▸ **Work to complete**
Please output the lines of the records from the one containing "Target: dark skin" through the end of the records, inclusive, as a JSON list of strings, one string per line, leaving out blank lines.

Data listing
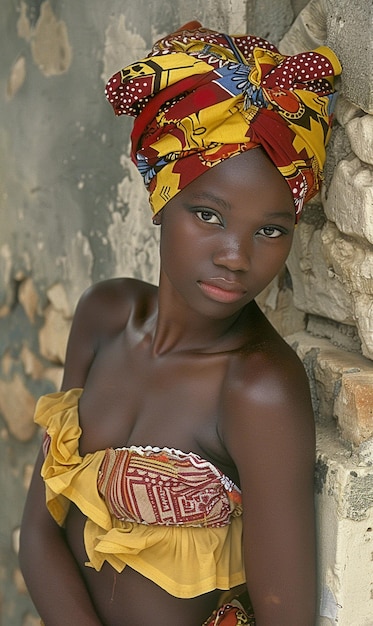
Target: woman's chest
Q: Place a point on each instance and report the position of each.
(172, 402)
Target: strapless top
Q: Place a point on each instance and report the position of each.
(172, 516)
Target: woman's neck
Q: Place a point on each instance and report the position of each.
(179, 328)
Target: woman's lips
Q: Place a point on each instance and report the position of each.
(222, 290)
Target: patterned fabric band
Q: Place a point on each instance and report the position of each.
(164, 486)
(201, 97)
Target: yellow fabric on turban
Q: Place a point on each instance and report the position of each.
(201, 97)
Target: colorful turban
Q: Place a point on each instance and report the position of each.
(201, 97)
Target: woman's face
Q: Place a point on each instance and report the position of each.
(227, 234)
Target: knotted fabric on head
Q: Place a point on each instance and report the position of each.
(201, 97)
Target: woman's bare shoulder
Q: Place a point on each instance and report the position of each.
(267, 391)
(108, 304)
(103, 312)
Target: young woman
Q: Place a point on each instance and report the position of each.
(178, 458)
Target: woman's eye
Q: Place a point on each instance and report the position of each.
(270, 231)
(208, 216)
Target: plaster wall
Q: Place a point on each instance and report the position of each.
(73, 211)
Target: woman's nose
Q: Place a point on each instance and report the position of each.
(234, 254)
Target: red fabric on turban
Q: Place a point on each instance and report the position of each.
(202, 96)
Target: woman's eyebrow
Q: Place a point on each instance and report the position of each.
(206, 195)
(288, 215)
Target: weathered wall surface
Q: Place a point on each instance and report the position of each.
(331, 276)
(74, 211)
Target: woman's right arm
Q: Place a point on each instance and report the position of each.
(49, 568)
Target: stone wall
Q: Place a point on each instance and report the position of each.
(73, 211)
(329, 285)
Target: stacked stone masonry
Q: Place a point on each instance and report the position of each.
(73, 211)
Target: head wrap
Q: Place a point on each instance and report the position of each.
(201, 97)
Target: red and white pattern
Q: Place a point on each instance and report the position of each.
(165, 486)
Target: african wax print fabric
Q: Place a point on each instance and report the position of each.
(202, 96)
(165, 486)
(183, 559)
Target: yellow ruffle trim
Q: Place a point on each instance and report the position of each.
(185, 561)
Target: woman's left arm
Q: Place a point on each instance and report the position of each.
(268, 430)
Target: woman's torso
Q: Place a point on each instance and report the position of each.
(173, 400)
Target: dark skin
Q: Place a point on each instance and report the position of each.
(196, 366)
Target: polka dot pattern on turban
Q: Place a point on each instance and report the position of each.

▸ **Output**
[
  "Target: dark skin",
  "Q: Place a point on each instance and report the position of each.",
  "(196, 366)",
  "Target: polka dot pattern on turban",
  "Q: Place a point on each instance and report the position of each."
]